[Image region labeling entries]
□ □ □
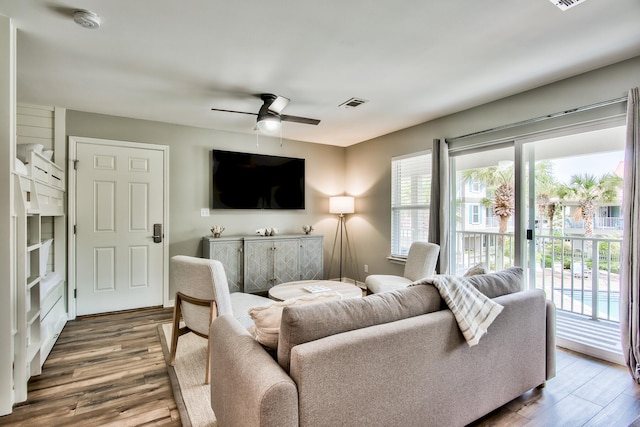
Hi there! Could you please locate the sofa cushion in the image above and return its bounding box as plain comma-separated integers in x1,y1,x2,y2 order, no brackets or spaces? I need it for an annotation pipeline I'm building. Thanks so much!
463,263,487,277
278,286,441,372
249,292,342,350
465,267,523,298
364,274,411,294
□ □ □
PROBLEM DETAILS ▸
Output every item above word for word, with the pictures omitted.

COMPLETED EXERCISE ▸
Hi there! Could you please locate the sofa cushion in the image above and return its bounding box as plain comma-separated integers in x1,y1,x2,y2 order, no brackets or spaces? I need it for an annotation pipeline I'm building. Thanks so much!
463,263,487,277
278,286,441,372
249,292,342,350
465,267,523,298
364,274,411,294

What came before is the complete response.